# Exercise brief
Lines from the entries below that hold "pile" form the answer; copy all of them.

(Stored items from a collection)

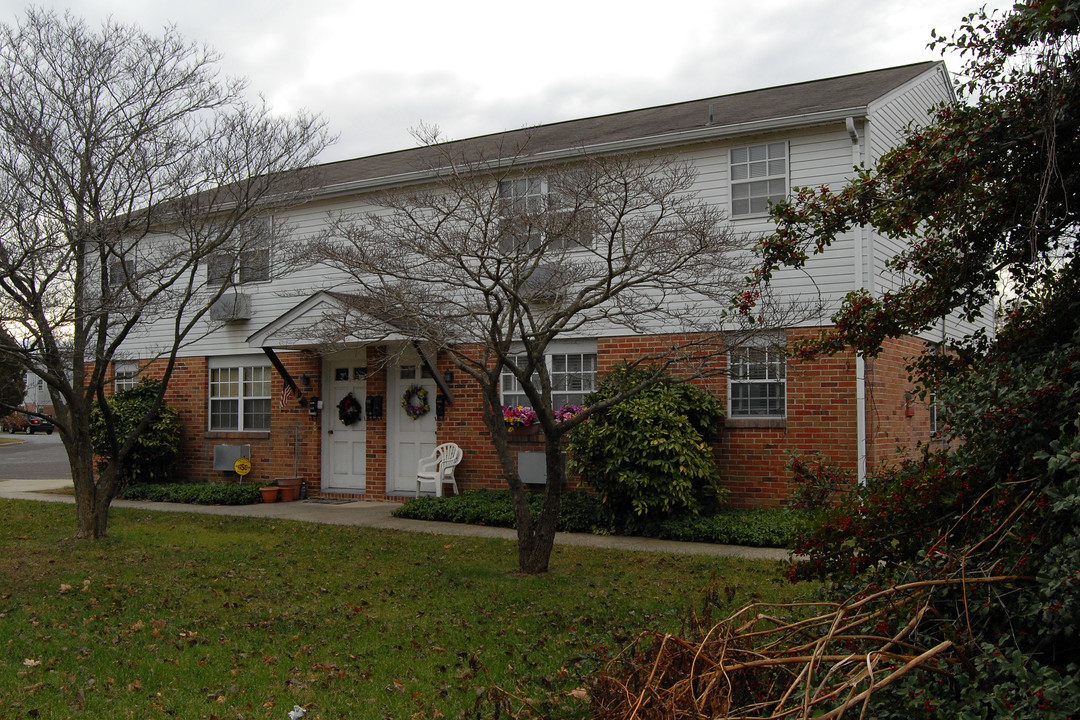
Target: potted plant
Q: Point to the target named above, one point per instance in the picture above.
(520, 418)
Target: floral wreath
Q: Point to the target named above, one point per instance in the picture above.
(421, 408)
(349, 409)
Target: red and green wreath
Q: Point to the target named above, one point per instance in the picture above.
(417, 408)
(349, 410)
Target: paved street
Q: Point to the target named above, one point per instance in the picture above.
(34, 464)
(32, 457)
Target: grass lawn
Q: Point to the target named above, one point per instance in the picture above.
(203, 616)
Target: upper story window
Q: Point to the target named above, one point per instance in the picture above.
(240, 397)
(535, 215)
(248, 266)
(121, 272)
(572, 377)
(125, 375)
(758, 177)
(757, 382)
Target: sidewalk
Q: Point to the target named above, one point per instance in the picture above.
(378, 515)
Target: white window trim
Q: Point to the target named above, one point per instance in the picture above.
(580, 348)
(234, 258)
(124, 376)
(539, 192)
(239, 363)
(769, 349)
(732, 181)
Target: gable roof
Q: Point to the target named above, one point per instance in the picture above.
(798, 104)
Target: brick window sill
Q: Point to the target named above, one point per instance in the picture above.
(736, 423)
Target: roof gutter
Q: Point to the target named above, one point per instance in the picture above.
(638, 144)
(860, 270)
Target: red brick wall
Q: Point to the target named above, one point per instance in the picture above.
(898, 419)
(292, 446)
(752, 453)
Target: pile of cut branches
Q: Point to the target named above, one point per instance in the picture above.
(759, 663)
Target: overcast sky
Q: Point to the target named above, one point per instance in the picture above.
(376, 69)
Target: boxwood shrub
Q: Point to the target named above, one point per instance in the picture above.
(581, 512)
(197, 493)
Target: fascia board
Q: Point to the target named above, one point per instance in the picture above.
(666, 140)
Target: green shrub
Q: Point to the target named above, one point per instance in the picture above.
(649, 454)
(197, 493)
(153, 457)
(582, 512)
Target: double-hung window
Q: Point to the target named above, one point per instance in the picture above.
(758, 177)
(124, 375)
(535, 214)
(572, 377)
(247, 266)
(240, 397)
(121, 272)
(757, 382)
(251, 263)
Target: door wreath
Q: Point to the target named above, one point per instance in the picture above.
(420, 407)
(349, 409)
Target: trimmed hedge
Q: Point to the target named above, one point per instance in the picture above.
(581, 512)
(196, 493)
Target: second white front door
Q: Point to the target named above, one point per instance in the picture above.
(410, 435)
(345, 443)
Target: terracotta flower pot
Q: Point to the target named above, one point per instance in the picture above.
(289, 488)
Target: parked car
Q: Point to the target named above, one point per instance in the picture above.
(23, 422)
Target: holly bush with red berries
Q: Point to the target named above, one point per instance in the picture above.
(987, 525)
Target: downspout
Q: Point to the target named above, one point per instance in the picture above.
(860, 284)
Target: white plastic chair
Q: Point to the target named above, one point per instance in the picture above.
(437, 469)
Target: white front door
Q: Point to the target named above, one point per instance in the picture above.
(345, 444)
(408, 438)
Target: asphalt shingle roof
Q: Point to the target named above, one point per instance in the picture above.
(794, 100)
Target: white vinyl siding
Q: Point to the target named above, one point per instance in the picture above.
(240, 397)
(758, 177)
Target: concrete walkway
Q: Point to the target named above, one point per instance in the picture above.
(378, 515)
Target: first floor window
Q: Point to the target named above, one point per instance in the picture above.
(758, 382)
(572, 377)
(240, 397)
==
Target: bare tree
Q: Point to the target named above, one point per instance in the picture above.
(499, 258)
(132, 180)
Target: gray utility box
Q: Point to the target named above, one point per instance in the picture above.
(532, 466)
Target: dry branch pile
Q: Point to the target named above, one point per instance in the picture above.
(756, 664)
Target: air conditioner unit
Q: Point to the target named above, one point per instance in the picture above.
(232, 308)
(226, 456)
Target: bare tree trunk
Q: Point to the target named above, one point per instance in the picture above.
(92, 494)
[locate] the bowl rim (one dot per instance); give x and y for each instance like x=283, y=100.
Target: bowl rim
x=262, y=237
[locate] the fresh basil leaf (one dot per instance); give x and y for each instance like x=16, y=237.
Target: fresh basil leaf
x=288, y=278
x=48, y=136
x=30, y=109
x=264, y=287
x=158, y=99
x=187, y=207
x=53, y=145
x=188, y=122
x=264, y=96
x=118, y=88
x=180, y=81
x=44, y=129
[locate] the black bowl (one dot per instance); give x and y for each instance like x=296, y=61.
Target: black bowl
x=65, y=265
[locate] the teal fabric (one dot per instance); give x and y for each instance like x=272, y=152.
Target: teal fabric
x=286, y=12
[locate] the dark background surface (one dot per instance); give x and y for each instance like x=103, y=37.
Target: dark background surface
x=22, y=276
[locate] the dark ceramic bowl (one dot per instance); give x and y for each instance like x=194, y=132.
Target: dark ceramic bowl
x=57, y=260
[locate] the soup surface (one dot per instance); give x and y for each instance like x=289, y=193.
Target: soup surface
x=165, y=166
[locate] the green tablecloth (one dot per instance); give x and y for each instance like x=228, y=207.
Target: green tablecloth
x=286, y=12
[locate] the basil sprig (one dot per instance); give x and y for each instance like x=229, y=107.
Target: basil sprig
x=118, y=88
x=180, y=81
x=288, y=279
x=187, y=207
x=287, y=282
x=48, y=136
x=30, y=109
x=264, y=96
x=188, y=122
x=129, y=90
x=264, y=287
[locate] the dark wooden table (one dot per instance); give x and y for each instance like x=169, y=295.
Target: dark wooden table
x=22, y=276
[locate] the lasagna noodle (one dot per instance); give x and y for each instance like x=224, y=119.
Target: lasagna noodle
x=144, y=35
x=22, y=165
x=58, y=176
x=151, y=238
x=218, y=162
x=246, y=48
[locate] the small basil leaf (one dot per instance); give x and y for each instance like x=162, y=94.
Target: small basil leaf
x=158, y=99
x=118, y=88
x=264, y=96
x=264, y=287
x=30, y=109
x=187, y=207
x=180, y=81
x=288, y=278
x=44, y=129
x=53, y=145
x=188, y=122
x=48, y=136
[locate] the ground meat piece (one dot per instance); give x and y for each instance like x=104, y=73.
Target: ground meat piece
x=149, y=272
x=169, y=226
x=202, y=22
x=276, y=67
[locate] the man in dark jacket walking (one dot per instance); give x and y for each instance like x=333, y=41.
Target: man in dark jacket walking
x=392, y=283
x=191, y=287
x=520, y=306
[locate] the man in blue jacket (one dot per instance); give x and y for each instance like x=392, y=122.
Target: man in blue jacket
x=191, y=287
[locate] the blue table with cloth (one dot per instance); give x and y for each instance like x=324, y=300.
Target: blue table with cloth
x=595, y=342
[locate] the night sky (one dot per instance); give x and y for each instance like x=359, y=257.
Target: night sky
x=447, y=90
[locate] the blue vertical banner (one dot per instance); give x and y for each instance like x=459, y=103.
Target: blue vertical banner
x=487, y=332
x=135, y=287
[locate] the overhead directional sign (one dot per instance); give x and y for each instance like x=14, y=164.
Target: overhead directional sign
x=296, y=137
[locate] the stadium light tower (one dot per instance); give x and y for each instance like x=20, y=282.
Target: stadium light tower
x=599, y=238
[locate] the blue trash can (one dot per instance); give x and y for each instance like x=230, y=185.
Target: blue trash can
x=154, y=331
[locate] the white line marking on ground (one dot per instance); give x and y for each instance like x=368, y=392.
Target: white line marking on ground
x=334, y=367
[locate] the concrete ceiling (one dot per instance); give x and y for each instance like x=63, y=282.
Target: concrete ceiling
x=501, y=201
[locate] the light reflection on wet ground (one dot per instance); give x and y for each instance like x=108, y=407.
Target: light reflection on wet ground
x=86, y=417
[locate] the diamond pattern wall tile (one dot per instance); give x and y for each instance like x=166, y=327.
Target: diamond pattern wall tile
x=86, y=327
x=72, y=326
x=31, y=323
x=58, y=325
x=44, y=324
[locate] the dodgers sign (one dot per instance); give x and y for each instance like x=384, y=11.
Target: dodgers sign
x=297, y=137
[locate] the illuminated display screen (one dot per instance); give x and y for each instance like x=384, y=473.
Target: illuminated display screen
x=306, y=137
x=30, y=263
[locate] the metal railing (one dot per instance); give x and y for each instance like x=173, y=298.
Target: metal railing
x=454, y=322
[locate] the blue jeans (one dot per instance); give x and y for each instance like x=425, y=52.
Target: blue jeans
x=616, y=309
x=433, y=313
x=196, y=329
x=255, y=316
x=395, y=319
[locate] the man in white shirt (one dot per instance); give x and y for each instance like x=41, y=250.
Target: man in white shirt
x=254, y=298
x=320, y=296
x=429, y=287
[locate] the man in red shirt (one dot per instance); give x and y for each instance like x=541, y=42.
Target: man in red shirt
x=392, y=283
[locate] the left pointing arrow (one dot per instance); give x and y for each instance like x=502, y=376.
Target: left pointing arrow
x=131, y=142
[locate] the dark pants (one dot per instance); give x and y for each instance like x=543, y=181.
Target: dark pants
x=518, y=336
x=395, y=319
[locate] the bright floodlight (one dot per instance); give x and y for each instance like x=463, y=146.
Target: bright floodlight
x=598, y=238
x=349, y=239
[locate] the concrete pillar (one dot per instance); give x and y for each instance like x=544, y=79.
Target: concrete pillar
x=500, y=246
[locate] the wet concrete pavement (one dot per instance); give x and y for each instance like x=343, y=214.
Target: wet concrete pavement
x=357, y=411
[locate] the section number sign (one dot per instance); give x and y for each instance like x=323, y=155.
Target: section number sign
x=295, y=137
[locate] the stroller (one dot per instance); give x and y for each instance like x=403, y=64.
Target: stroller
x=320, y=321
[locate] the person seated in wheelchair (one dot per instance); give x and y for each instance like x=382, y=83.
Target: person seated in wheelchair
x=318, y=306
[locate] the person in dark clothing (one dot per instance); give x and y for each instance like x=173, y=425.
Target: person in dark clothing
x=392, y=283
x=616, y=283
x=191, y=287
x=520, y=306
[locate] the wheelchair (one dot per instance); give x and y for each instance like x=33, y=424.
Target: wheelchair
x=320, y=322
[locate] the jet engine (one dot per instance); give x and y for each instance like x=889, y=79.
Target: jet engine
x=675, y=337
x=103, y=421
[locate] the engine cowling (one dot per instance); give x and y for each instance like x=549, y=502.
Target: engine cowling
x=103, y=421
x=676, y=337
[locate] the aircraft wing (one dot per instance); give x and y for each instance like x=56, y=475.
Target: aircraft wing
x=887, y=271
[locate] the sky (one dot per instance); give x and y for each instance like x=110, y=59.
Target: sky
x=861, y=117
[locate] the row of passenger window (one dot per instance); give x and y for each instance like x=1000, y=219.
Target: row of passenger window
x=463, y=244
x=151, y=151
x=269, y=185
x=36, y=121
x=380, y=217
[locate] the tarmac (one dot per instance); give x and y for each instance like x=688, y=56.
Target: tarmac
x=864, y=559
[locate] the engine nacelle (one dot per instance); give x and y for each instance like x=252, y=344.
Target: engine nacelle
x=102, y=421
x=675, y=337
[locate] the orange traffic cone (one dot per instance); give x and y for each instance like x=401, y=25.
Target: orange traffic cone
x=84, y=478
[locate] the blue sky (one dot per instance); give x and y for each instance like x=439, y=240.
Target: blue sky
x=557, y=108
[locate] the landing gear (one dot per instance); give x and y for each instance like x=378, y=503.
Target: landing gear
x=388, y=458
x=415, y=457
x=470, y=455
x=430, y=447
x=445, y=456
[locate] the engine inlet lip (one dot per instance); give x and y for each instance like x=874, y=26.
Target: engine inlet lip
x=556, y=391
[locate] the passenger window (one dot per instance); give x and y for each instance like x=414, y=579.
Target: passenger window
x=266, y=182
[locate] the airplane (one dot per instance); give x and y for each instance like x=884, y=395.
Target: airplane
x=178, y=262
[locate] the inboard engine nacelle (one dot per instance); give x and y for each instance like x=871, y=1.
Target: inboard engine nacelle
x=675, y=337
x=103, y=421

# Exercise answer
Target: pile of cut branches
Target: dry branch pile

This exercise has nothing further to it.